Collected data
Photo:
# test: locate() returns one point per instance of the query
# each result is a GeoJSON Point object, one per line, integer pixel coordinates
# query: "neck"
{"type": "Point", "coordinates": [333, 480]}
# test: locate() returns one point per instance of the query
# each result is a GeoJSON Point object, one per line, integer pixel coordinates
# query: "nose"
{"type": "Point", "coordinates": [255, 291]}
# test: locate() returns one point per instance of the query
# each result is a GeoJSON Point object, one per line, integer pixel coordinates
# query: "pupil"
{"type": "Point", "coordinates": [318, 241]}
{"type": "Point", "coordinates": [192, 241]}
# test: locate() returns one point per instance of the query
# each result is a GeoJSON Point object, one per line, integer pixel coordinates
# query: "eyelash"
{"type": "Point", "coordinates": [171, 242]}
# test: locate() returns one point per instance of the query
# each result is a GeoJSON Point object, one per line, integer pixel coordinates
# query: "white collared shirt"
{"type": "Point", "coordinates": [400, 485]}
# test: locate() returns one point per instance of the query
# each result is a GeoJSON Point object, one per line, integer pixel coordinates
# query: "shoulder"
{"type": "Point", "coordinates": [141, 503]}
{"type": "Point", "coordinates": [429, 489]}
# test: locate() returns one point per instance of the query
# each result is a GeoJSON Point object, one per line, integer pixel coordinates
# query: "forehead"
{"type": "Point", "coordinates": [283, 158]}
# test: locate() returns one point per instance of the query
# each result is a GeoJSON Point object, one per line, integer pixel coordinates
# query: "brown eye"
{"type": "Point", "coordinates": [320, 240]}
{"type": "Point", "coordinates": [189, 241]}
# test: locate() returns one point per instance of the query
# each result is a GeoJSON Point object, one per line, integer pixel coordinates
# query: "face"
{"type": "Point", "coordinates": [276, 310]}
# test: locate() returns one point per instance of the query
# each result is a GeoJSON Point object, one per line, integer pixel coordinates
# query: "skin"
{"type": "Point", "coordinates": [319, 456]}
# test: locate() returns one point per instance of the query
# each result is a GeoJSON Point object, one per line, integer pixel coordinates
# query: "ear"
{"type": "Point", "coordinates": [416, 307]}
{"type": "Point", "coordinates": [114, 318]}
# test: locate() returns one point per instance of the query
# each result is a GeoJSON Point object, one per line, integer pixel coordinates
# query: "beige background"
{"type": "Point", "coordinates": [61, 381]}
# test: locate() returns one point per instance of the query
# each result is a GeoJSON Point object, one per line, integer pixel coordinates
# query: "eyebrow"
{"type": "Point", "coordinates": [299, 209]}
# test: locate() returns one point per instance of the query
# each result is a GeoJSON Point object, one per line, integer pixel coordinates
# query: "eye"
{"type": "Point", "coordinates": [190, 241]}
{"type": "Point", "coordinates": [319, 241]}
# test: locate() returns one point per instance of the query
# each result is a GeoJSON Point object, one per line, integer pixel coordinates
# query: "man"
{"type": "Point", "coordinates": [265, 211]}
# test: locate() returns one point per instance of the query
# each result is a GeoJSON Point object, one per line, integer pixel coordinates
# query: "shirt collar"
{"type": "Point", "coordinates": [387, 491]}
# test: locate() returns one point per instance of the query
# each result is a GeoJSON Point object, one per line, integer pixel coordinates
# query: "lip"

* **Exercise goal**
Set the records above down again. Match them exactly.

* **Response for this exercise**
Photo:
# test: locate() returns one point per instance of the query
# each result is a GeoJSON Point object, one per line, integer pixel coordinates
# query: "neck"
{"type": "Point", "coordinates": [333, 480]}
# test: locate() returns one point per instance of the query
# each result is a GeoJSON Point object, one per line, integer pixel coordinates
# query: "nose"
{"type": "Point", "coordinates": [255, 291]}
# test: locate() returns one point per instance of the query
# each result is a GeoJSON Point object, one per line, integer pixel coordinates
# query: "pupil"
{"type": "Point", "coordinates": [318, 241]}
{"type": "Point", "coordinates": [192, 241]}
# test: locate() returns one point per instance of the query
# each result is a GeoJSON Point object, one per line, integer pixel coordinates
# query: "eyelash"
{"type": "Point", "coordinates": [171, 242]}
# test: locate() returns one point per instance of the query
# each result is a GeoJSON Point object, one per line, integer pixel coordinates
# query: "white collared shirt"
{"type": "Point", "coordinates": [400, 485]}
# test: locate() returns one point per instance of the query
# each result is a GeoJSON Point object, one per line, integer pixel coordinates
# query: "shoulder"
{"type": "Point", "coordinates": [141, 503]}
{"type": "Point", "coordinates": [429, 489]}
# test: locate() returns one point per instance of the query
# each result is a GeoJSON Point object, one per line, integer pixel coordinates
# query: "forehead"
{"type": "Point", "coordinates": [283, 158]}
# test: locate() returns one point per instance of the query
# each result is a GeoJSON Point object, one per line, integer pixel coordinates
# query: "brown eye"
{"type": "Point", "coordinates": [320, 240]}
{"type": "Point", "coordinates": [189, 241]}
# test: locate() returns one point per instance of the query
# each result is a GeoJSON Point object, one per line, integer pixel coordinates
# query: "face"
{"type": "Point", "coordinates": [276, 310]}
# test: locate() returns one point per instance of the query
# each result is a GeoJSON Point object, one per line, integer pixel coordinates
# query: "skin"
{"type": "Point", "coordinates": [319, 456]}
# test: locate() returns one point per instance of the query
# each result is a GeoJSON Point object, one per line, integer pixel coordinates
# query: "ear"
{"type": "Point", "coordinates": [416, 307]}
{"type": "Point", "coordinates": [114, 318]}
# test: locate() returns one point per instance of the query
# each result is a GeoJSON Point object, one per line, integer pixel coordinates
# query: "beige background"
{"type": "Point", "coordinates": [61, 381]}
# test: locate() returns one point per instance of the query
# each result is a GeoJSON Point object, one per line, integer pixel coordinates
# query: "eyebrow"
{"type": "Point", "coordinates": [299, 209]}
# test: locate() returns one point per instance of the query
# each result is a GeoJSON Point object, one per line, integer pixel coordinates
# query: "eye"
{"type": "Point", "coordinates": [190, 241]}
{"type": "Point", "coordinates": [319, 241]}
# test: locate() returns one point per instance of the query
# each result is a GeoJSON Point object, one per line, integer pixel coordinates
# query: "man"
{"type": "Point", "coordinates": [265, 211]}
# test: locate() returns one point per instance of the query
# each result is a GeoJSON Point object, one per line, integer pixel coordinates
# query: "shirt collar"
{"type": "Point", "coordinates": [387, 491]}
# test: locate() returns one point per instance of the query
# each result is a GeoJSON Point object, one per line, integer pixel coordinates
# query: "lip"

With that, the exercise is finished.